Task statement – Reproduce every line of the material below, multiplying each answer coordinate by 1.4 and rounding to the nearest whole number, with halves rounded up. Leave all other lines unchanged.

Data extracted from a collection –
%%

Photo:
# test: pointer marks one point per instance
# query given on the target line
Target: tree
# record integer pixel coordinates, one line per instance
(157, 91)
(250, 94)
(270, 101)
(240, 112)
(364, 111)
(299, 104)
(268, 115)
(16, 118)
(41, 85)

%%

Expected answer –
Photo:
# test: pointer marks one point per instance
# query given on the target line
Target: tree
# record integer pixel coordinates, one line per instance
(220, 127)
(350, 132)
(378, 141)
(336, 157)
(510, 155)
(419, 146)
(375, 161)
(22, 165)
(57, 119)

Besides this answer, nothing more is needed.